* Texte extrait *
-------

En effet, l’activité de recherche en santé implique des interactions nombreuses et de nature variée entre les industriels du médicament et les professionnels de santé, et plus particulièrement les experts.
La notion même d’expertise recouvre différentes réalités.
Il peut par exemple s’agir de l’expertise apportée par un professionnel à une entreprise du médicament dans le cadre de la réalisation d’essais cliniques. Cela peut également concerner l’expertise apportée par un professionnel de santé dans le cadre de la prise de décision publique en matière sanitaire (par exemples, experts auprès de la Haute Autorité de santé).

Indispensables aux progrès de la recherche, ces relations de travail se doivent d’être transparentes vis-à-vis du public dans une préoccupation de prévention des conflits d’intérêts.
Elles sont également, dans le même esprit, contrôlées par les instances ordinales, ce qui assure leur conformité à la loi.
La France connaît en effet depuis 1993 un encadrement fort des relations entre les entreprises du médicament et les professionnels de santé, complété en 2011 par un dispositif de transparence des liens d’intérêts.
Ce cadre légal et réglementaire a été considérablement renforcé par la loi « Santé » du 26 janvier 2016 et la loi « Ma santé 2022 » du 24 juillet 2019, et leurs textes d’application.

1/ La Transparence

•    La Transparence des liens des industriels (article L.1453-1 du CSP)

-------

* Données disponibles *
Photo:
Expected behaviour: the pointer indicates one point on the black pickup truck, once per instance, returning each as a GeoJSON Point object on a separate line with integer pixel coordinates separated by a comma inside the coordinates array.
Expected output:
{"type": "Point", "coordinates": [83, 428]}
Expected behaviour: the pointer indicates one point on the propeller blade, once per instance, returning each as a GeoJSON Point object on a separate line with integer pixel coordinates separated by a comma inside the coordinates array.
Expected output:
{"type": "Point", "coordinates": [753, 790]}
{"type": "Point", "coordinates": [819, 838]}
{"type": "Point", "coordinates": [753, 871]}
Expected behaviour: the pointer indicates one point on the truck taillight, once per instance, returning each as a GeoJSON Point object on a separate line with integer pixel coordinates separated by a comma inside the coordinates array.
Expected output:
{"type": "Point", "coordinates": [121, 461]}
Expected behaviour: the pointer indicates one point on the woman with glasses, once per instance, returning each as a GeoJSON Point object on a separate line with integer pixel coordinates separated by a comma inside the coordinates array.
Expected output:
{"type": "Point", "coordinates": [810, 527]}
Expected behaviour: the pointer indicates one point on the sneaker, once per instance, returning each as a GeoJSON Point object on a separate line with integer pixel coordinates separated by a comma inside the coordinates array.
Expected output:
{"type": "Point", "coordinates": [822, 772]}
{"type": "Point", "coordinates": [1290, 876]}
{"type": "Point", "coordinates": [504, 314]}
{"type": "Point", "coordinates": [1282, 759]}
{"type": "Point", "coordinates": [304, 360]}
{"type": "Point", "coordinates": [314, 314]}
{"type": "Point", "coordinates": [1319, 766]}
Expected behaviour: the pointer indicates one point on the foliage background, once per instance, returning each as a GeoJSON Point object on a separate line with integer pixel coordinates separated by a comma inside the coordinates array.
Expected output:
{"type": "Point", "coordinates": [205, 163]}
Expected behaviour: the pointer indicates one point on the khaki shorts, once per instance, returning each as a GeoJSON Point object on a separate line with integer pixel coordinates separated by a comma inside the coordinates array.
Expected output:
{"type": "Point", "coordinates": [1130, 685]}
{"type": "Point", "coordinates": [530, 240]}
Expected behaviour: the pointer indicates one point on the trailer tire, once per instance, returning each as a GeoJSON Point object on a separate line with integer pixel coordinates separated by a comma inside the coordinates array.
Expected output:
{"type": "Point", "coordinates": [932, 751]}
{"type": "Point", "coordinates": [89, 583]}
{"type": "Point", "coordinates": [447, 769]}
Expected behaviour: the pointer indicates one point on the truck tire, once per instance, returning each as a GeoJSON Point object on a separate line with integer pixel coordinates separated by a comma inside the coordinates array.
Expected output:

-------

* Consigne de travail 1 *
Reproduisez le passage du texte sur la transparence des liens d'intérêts qui commence par les mots contenant « Elles sont également, dans » et se termine par « leurs textes d’application. ».
* Consigne de travail 2 *
Poursuivez le texte sur la transparence des liens d'intérêts à partir de l'endroit où il s'arrête.
Les items ne jouent aucun rôle dans ce travail.

* Zone de réponse 1 *
Elles sont également, dans le même esprit, contrôlées par les instances ordinales, ce qui assure leur conformité à la loi.
La France connaît en effet depuis 1993 un encadrement fort des relations entre les entreprises du médicament et les professionnels de santé, complété en 2011 par un dispositif de transparence des liens d’intérêts.
Ce cadre légal et réglementaire a été considérablement renforcé par la loi « Santé » du 26 janvier 2016 et la loi « Ma santé 2022 » du 24 juillet 2019, et leurs textes d’application.

* Zone de réponse 2 *
La loi sur la sécurité sanitaire du médicament du 29 décembre 2011 a introduit une obligation nouvelle pour les entreprises de publier leurs liens avec les différents acteurs de santé avec lesquelles elles travaillent.
L’objectif de ce dispositif est de faciliter la prévention et la gestion des conflits d’intérêts et également d’informer le public sur les relations entre les entreprises et ces acteurs.

Selon l’étude d’impact de la loi « Le public pourra disposer, des liens d’intérêt financiers ou en nature existants entre les entreprises visées par le présent projet de loi ainsi que les parties prenantes au monde de la santé concernées, et avoir ainsi un regard critique sur l’information en santé donnée ».
Le dispositif de publication des liens a progressivement été mis en place au cours des années qui ont suivi l’adoption de la loi.

L’adoption d’un décret du 21 mai 2013 a fixé la nature des informations à publier par les entreprises, et la première campagne de publication a eu lieu à l’automne 2013 : les informations étaient alors publiées sur les sites des entreprises.

Afin d’améliorer la transparence, les pouvoirs publics ont très rapidement décidé de mettre en place un site public unique centralisant l’ensemble des informations émanant des entreprises.
Ce site a été ouvert dans le courant de l’année 2014.
Pour y accéder, cliquez sur l'image ci-dessous.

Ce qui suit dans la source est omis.